PASSAGE:
Content starts
Staff at the Krispy Kreme shop in Hull were full of good intentions when they advertised a range of promotions for their customers during half-term week.
Unfortunately “KKK Wednesday” didn’t go down too well with the locals — or everyone else in the world who saw it on social media. Naturally the event wasn’t anything to do with the Ku Klux Klan, a white supremacist hate group. It was nothing more than an innocent doughnut-decorating session, perfect for residents of Hull with a sweet tooth and nothing else to do on a Wednesday afternoon.
Image: Daily Mail
We’re a little gutted for the staff member who decided to use the acronym instead of “Krispy Kreme Klub” to promote their club, which would have been much less inflammatory.
The faux pas made the news all over the world. A Krispy Kreme spokesperson was even roped in to placate American news teams. “We do believe this was a completely unintentional oversight on the part of our longtime franchise partners in the U.K.,” said spokesperson Lafeea Watson’s statement, which was shared with the USA TODAY Network.
“We are truly sorry for any inconvenience or offence this misstep may have caused our fans,” Watson continued before stressing that all promotional materials had been removed from the Hull branch of Krispy Kreme and taken off the company’s U.K. social media pages.
Kringe. But it wasn’t the only online marketing disaster from the last 12 months. Thanks to social media it’s easier than ever to get publicity for all the wrong reasons.
Sephora’s slip of the keyboard
When the keyboard is instrumental in sending your marketing message to the public all it takes is one letter to royally stuff things up. Take cosmetic company Sephora’s unfortunate typo when promoting the upcoming opening of an Australian store last December. The hashtag was supposed to be #CountdownToBeauty. Guess which letter they missed out? Yes — the company tweeted #C*ntdownToBeauty and Twitterdom went crazy.
Content ends
APPLY WHAT YOU READ:
1. Copy the part of the article on marketing blunders between "The faux pas" and "USA TODAY Network.", inclusive.
2. Go on with the article on marketing blunders from its final sentence.

DATASET EXCERPT:
Content starts
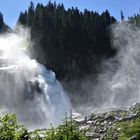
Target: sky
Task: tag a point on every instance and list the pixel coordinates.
(12, 8)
Content ends
ANSWERS TO THE EXERCISES:
1.
The faux pas made the news all over the world. A Krispy Kreme spokesperson was even roped in to placate American news teams. “We do believe this was a completely unintentional oversight on the part of our longtime franchise partners in the U.K.,” said spokesperson Lafeea Watson’s statement, which was shared with the USA TODAY Network.

2.
DiGiorno’s domestic violence gaff
Then there was the time DiGiorno took advantage of a domestic violence hashtag to sell pizza. Last September #WhyIStayed was being used by victims of domestic abuse following Ray Rice’s termination from the Baltimore Ravens. The pizza giant’s massive blunder was made only two days after a video of Rice punching his wife in the face in a lift was made public by TMZ. This is the perfect example of how quickly things go viral. Someone from DiGiorno with an actual brain deleted the tweet 20 minutes after it was posted but it was too late. Lots of people were angry and nobody was in the mood for pizza.
U.S. Airways: “We’re sorry — here’s some porn”
Possibly the biggest online marketing fail came from U.S. Airways and it was all an accident. It started off innocently enough. In April 2014 a customer tweeted the airline to complain about flight delays. What followed was the usual mollifying we’re-very-sorry-and-welcome-your-feedback messages only one of them included something not so usual: a hardcore porn image. We can’t go into too much detail other than to say it featured a sex toy in the shape of an aeroplane and a woman. And it remained online for an hour, which is like a century in Twitter time.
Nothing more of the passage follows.